RIO – Ao renegociar os termos de contrato de exportação de gás natural à Petrobras, a boliviana YPFB garante, na prática, uma segurança maior para continuar a vender seu gás à Argentina durante o inverno. Mas não somente. A Bolívia também tem planos de explorar oportunidades no mercado brasileiro, onde deu, este ano, passos importantes para diversificar a sua carteira de clientes.
Em resumo, o novo aditivo contratual assinado entre a Petrobras e YPFB reduz a exposição do país vizinho às penalidades pela redução do envio de gás à estatal brasileira em 2022.
Ao mesmo tempo, o acordo repactua os prazos para que a petroleira brasileira retire os volumes contratados a longo prazo. A Petrobras terá até 2025, e não mais 2024, para importar os volumes previstos em contrato, segundo um executivo boliviano à epbr, sob a condição de anonimato.

● **Enunciado 1**
Troque "Argentina" por "Uruguai" no trecho do texto sobre o gás boliviano que começa com as palavras "RIO – Ao renegociar" e termina com "brasileira em 2022.", e apresente o trecho com essa alteração.
O texto e os registros não têm relação entre si.

● **Registros de dados**
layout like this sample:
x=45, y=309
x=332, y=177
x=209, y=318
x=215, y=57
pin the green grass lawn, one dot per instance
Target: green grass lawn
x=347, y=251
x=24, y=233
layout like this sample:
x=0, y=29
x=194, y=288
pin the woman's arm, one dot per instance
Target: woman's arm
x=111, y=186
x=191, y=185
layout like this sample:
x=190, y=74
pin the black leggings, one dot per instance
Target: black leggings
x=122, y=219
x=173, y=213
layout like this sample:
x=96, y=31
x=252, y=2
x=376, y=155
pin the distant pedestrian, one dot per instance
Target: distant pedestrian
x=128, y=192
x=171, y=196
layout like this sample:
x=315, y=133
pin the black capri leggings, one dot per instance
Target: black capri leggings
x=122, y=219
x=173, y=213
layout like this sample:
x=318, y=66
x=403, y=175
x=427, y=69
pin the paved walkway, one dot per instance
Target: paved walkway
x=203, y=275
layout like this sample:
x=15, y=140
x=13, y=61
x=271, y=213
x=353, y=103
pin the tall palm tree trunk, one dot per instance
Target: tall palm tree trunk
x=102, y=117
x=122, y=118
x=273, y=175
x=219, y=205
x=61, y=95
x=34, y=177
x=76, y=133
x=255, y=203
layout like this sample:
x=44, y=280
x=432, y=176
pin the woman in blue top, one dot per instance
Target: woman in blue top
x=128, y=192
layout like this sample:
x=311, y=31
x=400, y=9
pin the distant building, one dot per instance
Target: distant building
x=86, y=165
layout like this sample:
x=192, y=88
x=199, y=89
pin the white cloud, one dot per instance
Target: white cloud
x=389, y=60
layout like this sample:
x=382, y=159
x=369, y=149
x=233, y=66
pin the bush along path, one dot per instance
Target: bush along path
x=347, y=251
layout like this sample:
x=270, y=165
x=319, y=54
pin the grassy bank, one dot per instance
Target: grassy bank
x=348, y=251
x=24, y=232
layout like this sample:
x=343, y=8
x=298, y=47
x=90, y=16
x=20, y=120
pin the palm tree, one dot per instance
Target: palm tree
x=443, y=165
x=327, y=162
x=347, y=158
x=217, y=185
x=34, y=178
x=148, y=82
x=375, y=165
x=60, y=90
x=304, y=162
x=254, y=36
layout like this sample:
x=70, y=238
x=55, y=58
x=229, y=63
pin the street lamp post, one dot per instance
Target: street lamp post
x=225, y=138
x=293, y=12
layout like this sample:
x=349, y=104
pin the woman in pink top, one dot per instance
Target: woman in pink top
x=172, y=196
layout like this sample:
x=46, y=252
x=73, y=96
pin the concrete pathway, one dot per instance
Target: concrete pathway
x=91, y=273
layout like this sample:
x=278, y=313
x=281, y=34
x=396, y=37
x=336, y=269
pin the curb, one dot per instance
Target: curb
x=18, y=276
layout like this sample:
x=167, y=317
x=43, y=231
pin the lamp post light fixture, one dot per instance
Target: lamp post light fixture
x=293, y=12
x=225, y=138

● **Enunciado 2**
Organize em uma tabela Markdown, com as colunas "Posição" (número da linha) e "Conteúdo" (a linha), as linhas dos registros que vão do início dos registros até a linha que contém "x=203, y=275", incluindo essa linha e omitindo as linhas em branco.

● **Resposta correta 1**
RIO – Ao renegociar os termos de contrato de exportação de gás natural à Petrobras, a boliviana YPFB garante, na prática, uma segurança maior para continuar a vender seu gás à Uruguai durante o inverno. Mas não somente. A Bolívia também tem planos de explorar oportunidades no mercado brasileiro, onde deu, este ano, passos importantes para diversificar a sua carteira de clientes.
Em resumo, o novo aditivo contratual assinado entre a Petrobras e YPFB reduz a exposição do país vizinho às penalidades pela redução do envio de gás à estatal brasileira em 2022.

● **Resposta correta 2**
| Posição | Conteúdo |
|---|---|
| 1 | layout like this sample: |
| 2 | x=45, y=309 |
| 3 | x=332, y=177 |
| 4 | x=209, y=318 |
| 5 | x=215, y=57 |
| 6 | pin the green grass lawn, one dot per instance |
| 7 | Target: green grass lawn |
| 8 | x=347, y=251 |
| 9 | x=24, y=233 |
| 10 | layout like this sample: |
| 11 | x=0, y=29 |
| 12 | x=194, y=288 |
| 13 | pin the woman's arm, one dot per instance |
| 14 | Target: woman's arm |
| 15 | x=111, y=186 |
| 16 | x=191, y=185 |
| 17 | layout like this sample: |
| 18 | x=190, y=74 |
| 19 | pin the black leggings, one dot per instance |
| 20 | Target: black leggings |
| 21 | x=122, y=219 |
| 22 | x=173, y=213 |
| 23 | layout like this sample: |
| 24 | x=96, y=31 |
| 25 | x=252, y=2 |
| 26 | x=376, y=155 |
| 27 | pin the distant pedestrian, one dot per instance |
| 28 | Target: distant pedestrian |
| 29 | x=128, y=192 |
| 30 | x=171, y=196 |
| 31 | layout like this sample: |
| 32 | x=315, y=133 |
| 33 | pin the black capri leggings, one dot per instance |
| 34 | Target: black capri leggings |
| 35 | x=122, y=219 |
| 36 | x=173, y=213 |
| 37 | layout like this sample: |
| 38 | x=318, y=66 |
| 39 | x=403, y=175 |
| 40 | x=427, y=69 |
| 41 | pin the paved walkway, one dot per instance |
| 42 | Target: paved walkway |
| 43 | x=203, y=275 |